▶ **Work item**
Once you have read the data below, print all of it exactly.

Data excerpts:

· · · ·

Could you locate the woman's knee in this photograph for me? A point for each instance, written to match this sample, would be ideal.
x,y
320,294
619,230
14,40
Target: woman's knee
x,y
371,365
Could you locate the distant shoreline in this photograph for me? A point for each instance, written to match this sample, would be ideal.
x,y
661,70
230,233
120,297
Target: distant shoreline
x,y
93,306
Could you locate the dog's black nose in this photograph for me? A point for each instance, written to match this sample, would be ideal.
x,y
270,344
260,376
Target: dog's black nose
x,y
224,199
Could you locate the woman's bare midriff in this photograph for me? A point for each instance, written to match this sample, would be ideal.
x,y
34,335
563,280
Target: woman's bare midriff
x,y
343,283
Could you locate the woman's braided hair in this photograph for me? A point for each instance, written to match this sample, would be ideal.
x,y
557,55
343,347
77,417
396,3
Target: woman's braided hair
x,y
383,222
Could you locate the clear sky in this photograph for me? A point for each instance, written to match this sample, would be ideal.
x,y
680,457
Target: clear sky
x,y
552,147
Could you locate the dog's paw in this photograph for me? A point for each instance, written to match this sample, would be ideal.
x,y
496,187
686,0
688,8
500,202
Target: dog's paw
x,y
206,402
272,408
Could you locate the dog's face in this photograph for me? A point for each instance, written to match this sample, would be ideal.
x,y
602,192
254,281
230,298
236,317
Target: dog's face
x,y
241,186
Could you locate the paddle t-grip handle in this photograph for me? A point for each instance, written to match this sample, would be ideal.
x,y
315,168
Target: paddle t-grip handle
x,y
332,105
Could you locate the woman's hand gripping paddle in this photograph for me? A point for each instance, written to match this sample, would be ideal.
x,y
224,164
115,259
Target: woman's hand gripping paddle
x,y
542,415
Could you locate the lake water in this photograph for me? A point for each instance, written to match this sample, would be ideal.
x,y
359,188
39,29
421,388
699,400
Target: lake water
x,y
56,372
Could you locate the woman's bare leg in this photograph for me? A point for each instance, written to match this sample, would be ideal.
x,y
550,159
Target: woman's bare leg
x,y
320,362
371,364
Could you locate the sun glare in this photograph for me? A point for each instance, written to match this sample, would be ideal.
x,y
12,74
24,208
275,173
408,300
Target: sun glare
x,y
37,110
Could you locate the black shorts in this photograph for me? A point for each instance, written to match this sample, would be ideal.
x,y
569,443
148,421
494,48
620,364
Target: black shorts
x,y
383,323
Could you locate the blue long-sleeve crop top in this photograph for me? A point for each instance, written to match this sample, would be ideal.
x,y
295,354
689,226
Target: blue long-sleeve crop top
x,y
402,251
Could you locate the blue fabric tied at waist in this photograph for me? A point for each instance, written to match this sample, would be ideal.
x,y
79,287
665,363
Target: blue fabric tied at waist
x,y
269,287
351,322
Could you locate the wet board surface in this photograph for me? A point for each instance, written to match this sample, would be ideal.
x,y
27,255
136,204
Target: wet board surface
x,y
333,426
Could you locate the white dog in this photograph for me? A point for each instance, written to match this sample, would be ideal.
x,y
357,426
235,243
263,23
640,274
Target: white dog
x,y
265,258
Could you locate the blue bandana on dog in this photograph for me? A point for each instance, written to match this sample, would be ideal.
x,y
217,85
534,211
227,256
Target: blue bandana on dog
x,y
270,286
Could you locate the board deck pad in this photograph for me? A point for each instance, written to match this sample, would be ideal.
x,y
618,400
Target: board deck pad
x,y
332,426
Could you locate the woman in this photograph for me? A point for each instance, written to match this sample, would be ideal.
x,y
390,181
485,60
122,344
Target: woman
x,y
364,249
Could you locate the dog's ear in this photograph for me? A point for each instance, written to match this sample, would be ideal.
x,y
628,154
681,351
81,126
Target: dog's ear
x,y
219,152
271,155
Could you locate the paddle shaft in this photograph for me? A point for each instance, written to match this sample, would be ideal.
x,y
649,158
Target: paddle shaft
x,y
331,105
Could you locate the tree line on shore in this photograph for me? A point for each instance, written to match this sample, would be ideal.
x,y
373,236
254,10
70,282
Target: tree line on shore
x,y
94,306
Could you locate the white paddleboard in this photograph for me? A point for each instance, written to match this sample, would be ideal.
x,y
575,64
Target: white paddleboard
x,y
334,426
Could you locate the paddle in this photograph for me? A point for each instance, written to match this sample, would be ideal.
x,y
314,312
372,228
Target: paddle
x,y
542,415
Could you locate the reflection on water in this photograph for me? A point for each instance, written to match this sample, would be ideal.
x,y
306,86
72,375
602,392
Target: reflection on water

· · · ·

▶ **Task response**
Could you locate the woman's knee in this photograph for me? A point for each instance, written to match this sample, would be ideal.
x,y
320,294
619,230
14,40
Target: woman's knee
x,y
371,365
Could you locate the distant shoreline in this photograph for me? A point for each instance, written to match this sample, would be ideal.
x,y
661,70
230,233
120,297
Target: distant shoreline
x,y
93,306
Could you locate the dog's black nose in this photograph for me? A point for each instance, written to match this sample, would be ideal.
x,y
270,344
260,376
Target: dog's black nose
x,y
224,199
Could you locate the woman's bare midriff in this photograph for me? A point for each instance, written to match this sample, would be ideal.
x,y
34,335
563,280
Target: woman's bare midriff
x,y
343,283
Could you locate the woman's braided hair in this photograph for me? A point for each instance, written to match this sample, would be ideal.
x,y
557,55
343,347
77,417
396,3
Target: woman's braided hair
x,y
383,222
Could you locate the clear sky in this photograph for me? A point for each instance, written to match this sample, would be ideal.
x,y
680,457
Target: clear sky
x,y
552,147
Could you locate the dog's paw in this photograph for me? A point for each instance, written to match this sample, would be ideal.
x,y
496,187
686,0
688,8
500,202
Target: dog's paw
x,y
206,402
272,408
Could you locate the dog's face in this photograph for me? A point for each instance, written to match this sample, would be ideal.
x,y
602,192
254,281
230,298
236,317
Target: dog's face
x,y
241,186
Could you locate the paddle t-grip handle in this photograph for me? A point for each instance, written to match this sample, would be ideal.
x,y
315,168
Target: paddle t-grip handle
x,y
332,105
Could you locate the woman's hand gripping paddle in this photograph for me? A point for each instance, written to match this sample, would be ideal.
x,y
224,164
115,259
Target: woman's hand gripping paddle
x,y
542,415
Could you locate the lake water in this photograph for me? A point for each instance, written to match this sample, would be ideal.
x,y
359,188
39,29
421,388
699,400
Target: lake water
x,y
56,372
Could you locate the woman's bare leg in this photograph for me? A point for each instance, written to match this sample, would be ideal.
x,y
550,159
Target: woman's bare leg
x,y
320,362
371,364
Could you locate the sun glare in this photograph for me? A point for each instance, written to match this sample, would be ideal.
x,y
12,74
24,208
275,173
408,300
Target: sun glare
x,y
37,110
Could you locate the black shorts in this photograph for me? A point for each instance, written to match this sample, would be ideal.
x,y
569,443
148,421
494,48
620,364
Target: black shorts
x,y
383,323
Could you locate the blue long-sleeve crop top in this photograph for me? A point for each instance, written to match this sample, would be ideal.
x,y
295,354
689,226
Target: blue long-sleeve crop top
x,y
402,251
Could you locate the blue fabric tied at waist in this photograph for me? A point for each instance, written to match this sample, would be ideal.
x,y
79,287
665,363
Target: blue fabric tied at waist
x,y
269,287
351,322
Could you locate the wet board surface in this photograph for me? A point for each instance, written to match this sample, would be ideal.
x,y
27,255
136,204
Target: wet board surface
x,y
333,426
Could you locate the white dog in this photograph for me? A point for each instance, written to match this sample, would be ideal.
x,y
357,426
235,243
263,23
640,274
Target: white dog
x,y
265,258
Could you locate the blue bandana on dog in this photograph for me? A point for each instance, written to match this sample, would be ideal.
x,y
217,85
534,211
227,256
Target: blue bandana on dog
x,y
270,286
Could you locate the board deck pad in this photograph for me? A point for each instance, written to match this sample, would be ideal.
x,y
618,400
Target: board deck pad
x,y
332,426
Could you locate the woman in this photograph for me? A point for each instance, written to match this sample, would be ideal.
x,y
390,181
485,60
122,344
Target: woman
x,y
364,249
Could you locate the dog's ear in this photograph for me? A point for each instance, written to match this sample, would be ideal.
x,y
628,154
681,351
81,126
Target: dog's ear
x,y
219,152
271,155
Could you locate the paddle shaft in this photograph for me? A point for each instance, written to match this sample, would be ideal.
x,y
649,158
Target: paddle shaft
x,y
331,105
Could you locate the tree line on shore in this photograph for me? A point for each instance, written to match this sample, would be ideal.
x,y
373,236
254,10
70,282
Target: tree line on shore
x,y
94,306
Could you locate the white paddleboard in this photograph for me? A point for each instance, written to match this sample, would be ideal.
x,y
575,64
Target: white paddleboard
x,y
334,426
Could you locate the paddle in this photograph for me? A point for each instance, written to match this sample, would be ideal.
x,y
314,312
372,228
Target: paddle
x,y
542,415
Could you locate the reflection on water in this photograph for me? A point for each instance, written to match this sample, would be ideal.
x,y
306,86
72,375
602,392
Target: reflection on water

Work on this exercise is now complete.